__Document text__:
From this standpoint the merit of the psychoanalytic school of psychiatrists consists in the study of the personality. I do not refer to theories or cures but to the method of studying the life-organization by an analysis of the wishes, by enlisting the participation of the subject, and using a special technic to revive all possible trains of memory. The defect of this particular practice has been its lack of objectivity. The operator has been using an interesting theory—sex as the basis of life-organization—and his methods have been adapted to the confirmation of the theory. More recently “recognition” has assumed a prominent place in the theory, lack of recognition being indicated as the source of the “inferiority complex.” But taken simply as cases the psychoanalytic records are increasingly important for the study of behavior. And the general method of psychoanalysis, or at least methods inspired by it, are being used with the best results in connection with delinquent children in the psychological clinics and by case-workers, as in documents No. 88 and No. 89.

But we cannot rely entirely on the spontaneous production of autobiographies nor upon the efforts of practical workers who make records with reference to equilibrating maladjusted personalities. Research into behavior problems through the preparation of records, including life-histories, should be associated with every institution and agency handling human material from the standpoint of education or reform, but in addition specialists in behavior, psychologists, social psychologists, sociologists, psychiatrists, social workers, should isolate and study selected personalities as the biologist studies selected organisms. Ordinary and extraordinary personalities should be included, the dull and the criminal, the philistine and the bohemian. Scientifically the history of dull lives is quite as significant as that of brilliant ones. The investigator may, of course, select cases having special significance; for example, secure the life-histories of the girls mentioned at the beginning of this chapter who were not influenced by the institution but made good in spite of the institution. The analysis, comparison, and publication of the various records would continuously influence social practice, as in the case of medical and technological research.

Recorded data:
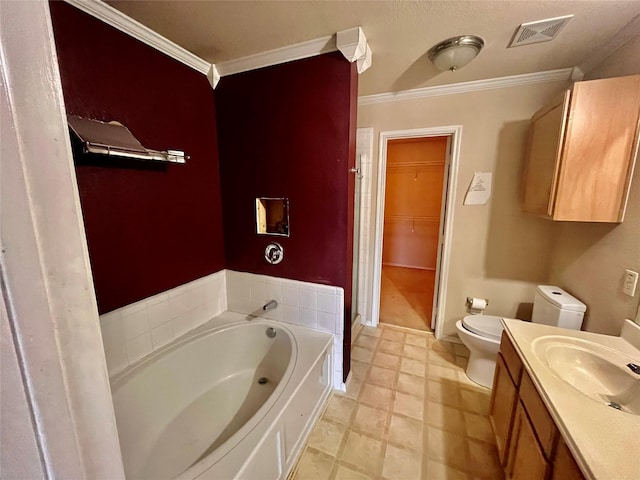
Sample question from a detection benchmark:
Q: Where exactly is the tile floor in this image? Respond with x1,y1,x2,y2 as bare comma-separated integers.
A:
380,265,435,332
290,325,503,480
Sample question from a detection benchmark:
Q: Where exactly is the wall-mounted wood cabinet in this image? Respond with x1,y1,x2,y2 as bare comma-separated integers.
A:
523,75,640,223
489,333,584,480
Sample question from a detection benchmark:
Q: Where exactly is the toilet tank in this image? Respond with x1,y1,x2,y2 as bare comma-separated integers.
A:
531,285,587,330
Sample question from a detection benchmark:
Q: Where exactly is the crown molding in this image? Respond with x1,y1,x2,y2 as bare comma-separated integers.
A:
216,35,338,77
358,68,573,105
65,0,212,75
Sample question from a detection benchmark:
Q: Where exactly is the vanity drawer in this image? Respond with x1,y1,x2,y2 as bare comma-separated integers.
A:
520,372,558,459
500,332,522,387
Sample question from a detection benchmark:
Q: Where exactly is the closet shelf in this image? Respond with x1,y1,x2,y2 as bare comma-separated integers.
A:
387,162,444,168
384,215,440,223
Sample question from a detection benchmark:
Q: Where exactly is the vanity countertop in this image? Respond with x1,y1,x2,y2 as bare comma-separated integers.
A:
503,320,640,480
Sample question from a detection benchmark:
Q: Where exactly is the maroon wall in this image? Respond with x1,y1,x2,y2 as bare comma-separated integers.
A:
50,2,224,313
216,52,357,375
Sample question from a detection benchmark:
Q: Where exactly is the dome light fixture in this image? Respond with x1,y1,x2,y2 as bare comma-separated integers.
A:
428,35,484,72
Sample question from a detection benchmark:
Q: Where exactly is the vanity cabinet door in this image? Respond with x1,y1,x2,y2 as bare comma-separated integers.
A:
551,438,584,480
506,402,551,480
489,354,518,465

__Aim of the task__: Pick up the passage on studying personalities through life-histories after its final sentence and carry it forward.

__Reply__:
We saw in the records given at the end of the last chapter that very rapid and positive gains are being made in the treatment of delinquency, but for a fundamental control and the prevention of anti-social behavior a change in the general attitudes and values of society will be necessary.

Up to the present, society has not been able to control the direction of its own evolution or even to determine the form of life and relationships necessary to produce a world in which it is possible and desirable for all to live. Common sense has not been adequate to these problems. We have evidently overdetermined certain values and underdetermined others, and many important situations are undefined—without policy. The most general and particular studies of the wishes and the determination of the laws by which attitudes are influenced by values and values by attitudes, the development of a technic for the transfer of the wishes from one field of application to another, and the development of schemes by which not only the wishes of the individual may be sublimated but the attitudes and values of whole populations controlled will be necessary before we are able consciously to control the evolution of society and to determine an ideal organization of culture.

Among the general problems involved in the study of attitudes and values—the history of personality development and the measurement of social influences—are the following:

1. The problem of abnormality—crime, vagabondage, prostitution, alcoholism, etc. How far is abnormality the unavoidable manifestation of inborn tendencies of the individual, and how far is it a matter of deficient social organization,—the failure of institutional influences? There is a quantitative difference of efficiency between individuals, but if there is hardly a human attitude which if properly controlled and directed could not be used in a socially useful and productive way, must there remain a permanent qualitative difference between socially normal and anti-social actions?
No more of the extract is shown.